====== Text block ======

Thoughts on the alleged demise of liberal Christianity

I’m jumping on the bandwagon. Ever since the Episcopal convention last week, all the Christians bloggers are talking about whether or not the liberal church will survive. The conversation thread that I’ve followed has included John Meunier, Ross Douthat, Diana Butler Bass, and Rachel Held Evans. I spent my twenties in struggling mainline liberal churches that were very active in social justice causes in their community and painfully empty on Sunday mornings. Since I feel like my own observations and convictions are inadequate to explain the sociological shifts that are occurring in American Christianity, I’m not going to present this as any sort of coherent theory, but rather a series of points that respond to what I’ve read in no particular order.

1) Churches grow and shrink for both worldly and Spirit-driven reasons

I have an unhealthy degree of mistrust and even hatred for the megachurches that have risen up all over the landscape over the past twenty years. The reason why I hate them is because they seem to be doing what Walmart and Home Depot did to all of the mom-and-pop stores in the eighties and nineties. It seems inevitable to the workings of capitalism that just as Walmart will one day conquer everything retail, all Christians one day will be part of a giant megachurch with ten thousand campuses, each having a huge LCD screens on which the face of whoever turns out to be the sexiest rock star pastor will deliver the perfect, focus-group-tested sermons.

And yet… that’s not the real story. It’s a cynical construction of “truthiness.” The cynic in me wants to believe that megachurches are successful because they’re providing “family safe, kid friendly” theology that is super-shallow and designed to make yuppies feel good about themselves and validated in their judgments of poor people, gays, Muslims, etc. But it’s envy that makes me say that, not any basis in empirical reality. I have no idea what combination of Seth Godin marketing principles and genuine movement of the Holy Spirit is responsible for their success. It would be really ignorant of me to assert that God is not moving in their midst (and I really should be celebrating the lives that are being transformed instead of wallowing in envy).

====== Listed records ======

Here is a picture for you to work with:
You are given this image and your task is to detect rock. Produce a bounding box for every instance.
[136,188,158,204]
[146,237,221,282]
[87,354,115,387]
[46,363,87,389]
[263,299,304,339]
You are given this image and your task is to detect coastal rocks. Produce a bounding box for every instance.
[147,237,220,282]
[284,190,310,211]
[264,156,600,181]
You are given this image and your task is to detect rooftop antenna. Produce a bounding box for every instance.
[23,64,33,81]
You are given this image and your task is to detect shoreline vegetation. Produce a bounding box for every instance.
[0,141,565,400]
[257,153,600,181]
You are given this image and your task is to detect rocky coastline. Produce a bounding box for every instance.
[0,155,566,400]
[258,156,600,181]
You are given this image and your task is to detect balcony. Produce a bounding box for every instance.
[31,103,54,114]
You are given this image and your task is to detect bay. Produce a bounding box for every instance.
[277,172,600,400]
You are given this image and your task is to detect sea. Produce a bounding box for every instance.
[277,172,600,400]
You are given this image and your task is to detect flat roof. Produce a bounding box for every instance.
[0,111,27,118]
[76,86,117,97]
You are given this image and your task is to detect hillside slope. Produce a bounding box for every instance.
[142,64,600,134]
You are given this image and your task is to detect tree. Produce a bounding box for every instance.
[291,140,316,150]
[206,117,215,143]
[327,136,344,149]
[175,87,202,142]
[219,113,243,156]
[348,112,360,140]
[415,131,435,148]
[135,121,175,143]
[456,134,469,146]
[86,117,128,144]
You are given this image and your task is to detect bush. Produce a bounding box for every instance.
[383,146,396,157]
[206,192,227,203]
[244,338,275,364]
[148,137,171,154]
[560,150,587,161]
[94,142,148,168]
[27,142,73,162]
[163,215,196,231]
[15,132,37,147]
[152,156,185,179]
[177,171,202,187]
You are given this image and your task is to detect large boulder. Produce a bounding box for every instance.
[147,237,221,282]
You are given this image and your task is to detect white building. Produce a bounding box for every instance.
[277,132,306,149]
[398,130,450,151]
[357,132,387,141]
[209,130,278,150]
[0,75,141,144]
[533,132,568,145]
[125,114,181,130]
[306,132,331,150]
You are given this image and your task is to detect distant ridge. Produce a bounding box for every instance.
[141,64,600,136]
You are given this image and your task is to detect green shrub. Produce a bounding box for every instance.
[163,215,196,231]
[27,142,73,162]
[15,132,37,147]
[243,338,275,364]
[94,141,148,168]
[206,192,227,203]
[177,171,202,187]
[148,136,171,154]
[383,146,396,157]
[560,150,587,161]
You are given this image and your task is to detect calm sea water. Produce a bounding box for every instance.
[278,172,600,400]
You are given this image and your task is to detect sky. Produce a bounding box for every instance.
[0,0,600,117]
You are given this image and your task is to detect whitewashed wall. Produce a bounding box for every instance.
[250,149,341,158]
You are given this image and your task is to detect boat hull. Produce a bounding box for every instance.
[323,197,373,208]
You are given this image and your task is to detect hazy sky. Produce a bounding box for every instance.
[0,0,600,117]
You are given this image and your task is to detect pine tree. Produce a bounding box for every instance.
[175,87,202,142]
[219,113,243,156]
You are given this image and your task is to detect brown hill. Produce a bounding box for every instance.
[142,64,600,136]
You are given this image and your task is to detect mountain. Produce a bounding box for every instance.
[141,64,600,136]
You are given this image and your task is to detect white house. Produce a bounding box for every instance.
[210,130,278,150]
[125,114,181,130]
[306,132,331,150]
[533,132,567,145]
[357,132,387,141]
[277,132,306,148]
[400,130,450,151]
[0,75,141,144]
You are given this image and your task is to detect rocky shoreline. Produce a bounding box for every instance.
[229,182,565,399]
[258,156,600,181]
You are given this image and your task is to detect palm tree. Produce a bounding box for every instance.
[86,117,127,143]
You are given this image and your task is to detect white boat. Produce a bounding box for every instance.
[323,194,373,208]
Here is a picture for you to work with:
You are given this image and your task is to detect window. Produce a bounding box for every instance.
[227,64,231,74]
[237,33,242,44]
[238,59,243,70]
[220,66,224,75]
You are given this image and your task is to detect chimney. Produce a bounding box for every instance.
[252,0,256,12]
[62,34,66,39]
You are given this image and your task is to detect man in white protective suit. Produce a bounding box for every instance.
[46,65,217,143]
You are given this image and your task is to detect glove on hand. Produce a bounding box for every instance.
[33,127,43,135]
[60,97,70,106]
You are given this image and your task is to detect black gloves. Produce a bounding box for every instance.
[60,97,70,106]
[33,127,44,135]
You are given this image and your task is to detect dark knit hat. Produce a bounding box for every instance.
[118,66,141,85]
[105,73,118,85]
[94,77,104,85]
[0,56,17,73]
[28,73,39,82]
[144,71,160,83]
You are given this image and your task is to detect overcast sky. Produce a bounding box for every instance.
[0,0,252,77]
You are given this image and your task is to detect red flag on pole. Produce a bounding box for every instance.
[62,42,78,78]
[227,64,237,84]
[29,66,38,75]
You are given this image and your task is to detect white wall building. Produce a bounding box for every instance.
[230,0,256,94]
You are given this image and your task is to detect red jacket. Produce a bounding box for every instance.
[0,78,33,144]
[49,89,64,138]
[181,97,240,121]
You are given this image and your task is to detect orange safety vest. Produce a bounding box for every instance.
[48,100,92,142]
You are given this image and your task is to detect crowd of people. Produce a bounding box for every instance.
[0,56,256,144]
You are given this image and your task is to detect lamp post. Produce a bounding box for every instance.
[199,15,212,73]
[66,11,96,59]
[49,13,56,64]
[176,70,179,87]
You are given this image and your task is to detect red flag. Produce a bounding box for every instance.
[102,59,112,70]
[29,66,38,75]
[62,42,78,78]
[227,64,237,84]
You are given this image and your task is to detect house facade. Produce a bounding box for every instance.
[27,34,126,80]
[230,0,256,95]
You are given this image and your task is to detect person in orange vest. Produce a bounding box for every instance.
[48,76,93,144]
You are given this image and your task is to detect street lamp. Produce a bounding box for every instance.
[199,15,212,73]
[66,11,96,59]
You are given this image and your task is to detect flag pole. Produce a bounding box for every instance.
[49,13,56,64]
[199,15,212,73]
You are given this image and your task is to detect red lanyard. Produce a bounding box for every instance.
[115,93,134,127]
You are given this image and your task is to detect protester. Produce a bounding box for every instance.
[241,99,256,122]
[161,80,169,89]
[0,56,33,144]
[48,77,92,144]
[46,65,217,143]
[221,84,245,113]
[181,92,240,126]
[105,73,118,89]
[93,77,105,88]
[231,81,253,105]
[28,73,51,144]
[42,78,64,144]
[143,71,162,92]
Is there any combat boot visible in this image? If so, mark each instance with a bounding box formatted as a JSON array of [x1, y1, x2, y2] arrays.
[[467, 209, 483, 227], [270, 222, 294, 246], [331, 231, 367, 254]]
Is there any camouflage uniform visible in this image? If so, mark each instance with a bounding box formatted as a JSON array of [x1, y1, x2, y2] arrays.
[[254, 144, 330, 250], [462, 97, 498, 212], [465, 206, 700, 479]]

======

*Work to complete*
Copy the passage of the post on liberal Christianity from "Thoughts on the" to "no particular order.".

*Problem solution*
Thoughts on the alleged demise of liberal Christianity

I’m jumping on the bandwagon. Ever since the Episcopal convention last week, all the Christians bloggers are talking about whether or not the liberal church will survive. The conversation thread that I’ve followed has included John Meunier, Ross Douthat, Diana Butler Bass, and Rachel Held Evans. I spent my twenties in struggling mainline liberal churches that were very active in social justice causes in their community and painfully empty on Sunday mornings. Since I feel like my own observations and convictions are inadequate to explain the sociological shifts that are occurring in American Christianity, I’m not going to present this as any sort of coherent theory, but rather a series of points that respond to what I’ve read in no particular order.